» PAGE TEXT:

On the other hand, maybe we do not see our own individual need in the proper light ourselves. Some of us see it as a burden, an itch, an irritation, maybe even an illness… to be cured, to be gotten over or to be suppressed until it dies its natural death. Some of us see it as the unmanifested roots of sin in ourselves and in others, and we fear it. We loathe it. At best, we excuse and forgive it.
This, to me, is at the roots of our innermost problems, our dull marriages and dull lives. Our relationships that go deep, but not quite deep enough. Not half as deep as they could go. Our relationships that are loving, but not LOVING. Our relationships that bring us face-to-face with our daily duties, but stop short of bringing us face to face with our soul, and the soul of our significant other. Our relationships that do not fail, but stop short of complete success.
Our relationships of half-measures, and our lives of half-measures. We are asked to be content with half-measures, and many of us even succeed in coming to terms with these lukewarm lives. But do we necessarily have to lead lukewarm lives? Is this the best we can do? I don’t think so.
Let us see our need as a gift, and present it gently, tenderly, gift-wrapped, to our partners. Let us learn to not thrust it at our significant other — something I think we men often do, and women usually don’t. And let us learn to not suppress or withhold it either — something I think women do pretty often.
Let us be alert to the ex-pression of need from our significant other, and regard it as a precious gift that merits our fullest attention.
And, even if we cannot immediately satisfy the urges and needs of our significant other, due to the constraints of time, space, family etc., let us learn to acknowledge it with tenderness and respect, and make a realistic promise to fulfil it later.
And when that moment of fulfilment arrives, let us learn to hold ourselves to that promise, and do so joyously, not grudgingly, with the abandonment of self that the occasion demands. Let us learn to be dependable, consistent, giving, tender. Let us give that need its due — the utmost respect that it demands.

Data entries:
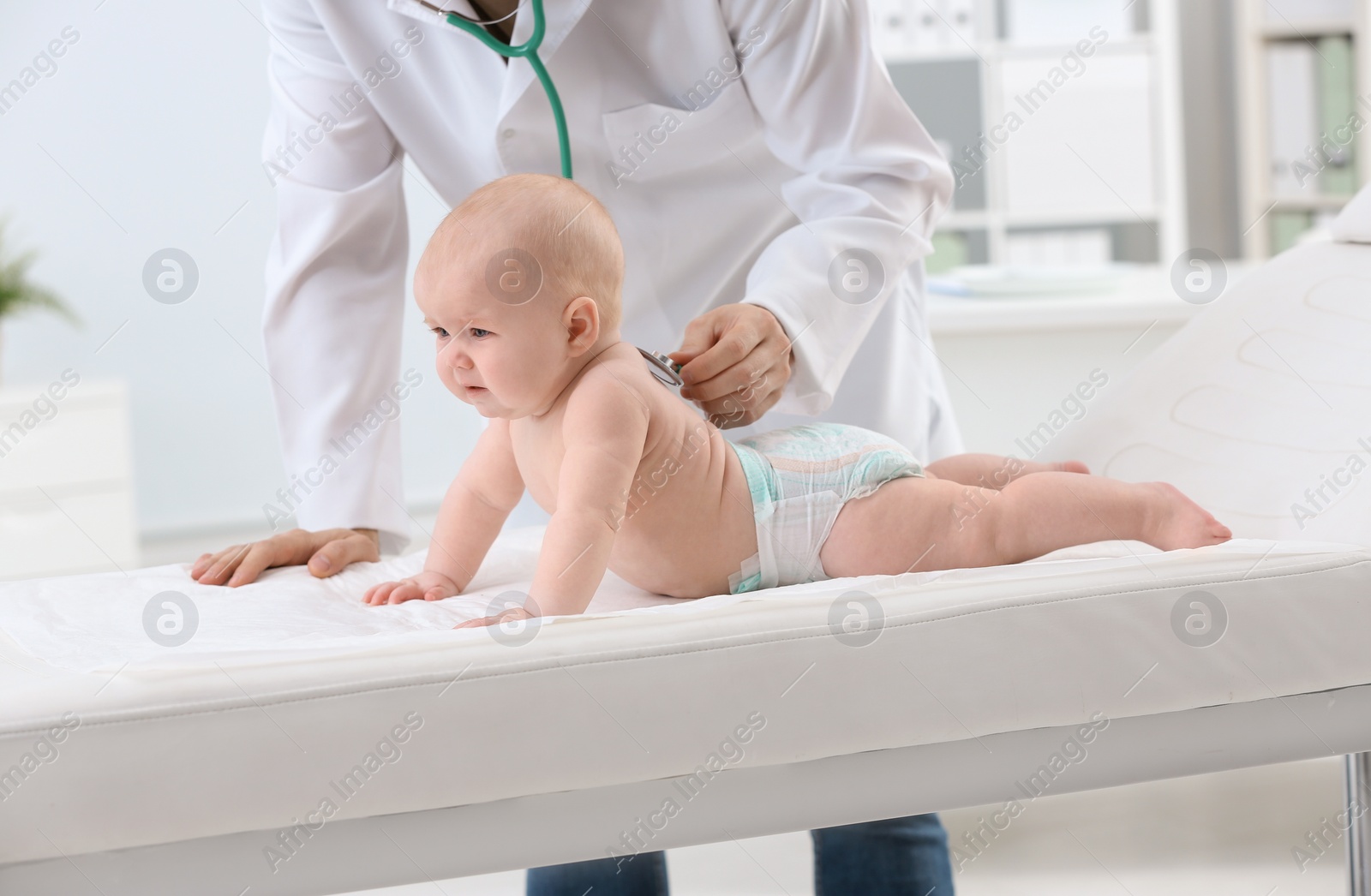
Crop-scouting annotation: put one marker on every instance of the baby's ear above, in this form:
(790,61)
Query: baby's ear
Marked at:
(582,322)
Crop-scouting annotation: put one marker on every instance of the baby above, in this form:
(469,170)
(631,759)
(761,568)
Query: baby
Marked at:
(521,287)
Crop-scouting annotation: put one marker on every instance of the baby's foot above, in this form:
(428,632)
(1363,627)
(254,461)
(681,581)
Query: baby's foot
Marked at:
(1178,523)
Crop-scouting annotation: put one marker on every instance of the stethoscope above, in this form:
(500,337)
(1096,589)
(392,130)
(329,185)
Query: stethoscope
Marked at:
(528,50)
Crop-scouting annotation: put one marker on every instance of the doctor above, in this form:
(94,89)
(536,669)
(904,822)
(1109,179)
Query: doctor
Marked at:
(775,198)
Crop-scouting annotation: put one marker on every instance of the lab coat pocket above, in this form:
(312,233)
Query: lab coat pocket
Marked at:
(650,140)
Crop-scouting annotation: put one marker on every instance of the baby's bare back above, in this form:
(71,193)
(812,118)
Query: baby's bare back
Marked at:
(686,521)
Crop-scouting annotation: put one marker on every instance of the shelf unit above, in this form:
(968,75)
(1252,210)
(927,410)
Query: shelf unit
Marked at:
(1258,25)
(989,219)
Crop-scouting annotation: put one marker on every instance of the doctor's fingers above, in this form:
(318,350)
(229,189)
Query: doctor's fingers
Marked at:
(392,594)
(213,569)
(339,548)
(764,370)
(724,336)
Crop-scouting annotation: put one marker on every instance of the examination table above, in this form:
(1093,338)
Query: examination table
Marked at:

» PROBLEM SET:
- A) In the passage on need in relationships, what does the writer think men often do with their need?
- B) Write a continuation of the passage on need in relationships, picking up after its final sentence.
The listing above is material separate from the passage on need in relationships.

» REPLIES:
- A) They often thrust it at their significant other.

- B)
Let me put it this way: We come face to face with our most personal manifestation of God in our needs, and those of our significant other. I think that each time we turn away from that manifestation, and fail to serve with utmost devotion in that temple that we call our bedroom, we lose a valuable opportunity to know ourselves and our partner, and we lose a treasured moment of our lives.
The cost of our neglect? For our partner, a moment that could be cherished turns into a forgettable experience, a common experience… even a regrettable experience. Over time, many such experiences add up to a sense of worthlessness or hopelessness, or of betrayal. It turns into a reason for indifference and neglect in many other areas of our lives. And then we wonder what went wrong, why it went wrong, how it went wrong despite our having done our best.
It’s easy to fail. Life gives us a thousand reasons to fail at any given point of time. It gives us a thousand wrong turns to take on any given decision-tree. And it only gives us a couple of reasons to make the right choices. But let us care enough to make the right choice, nonetheless. Let us make a habit of caring enough.
[Postscript: One cannot liberate those who feel no inner need for liberation. Maybe so. On the whole, I agree: HOW can you awaken those who think that they are already wide awake?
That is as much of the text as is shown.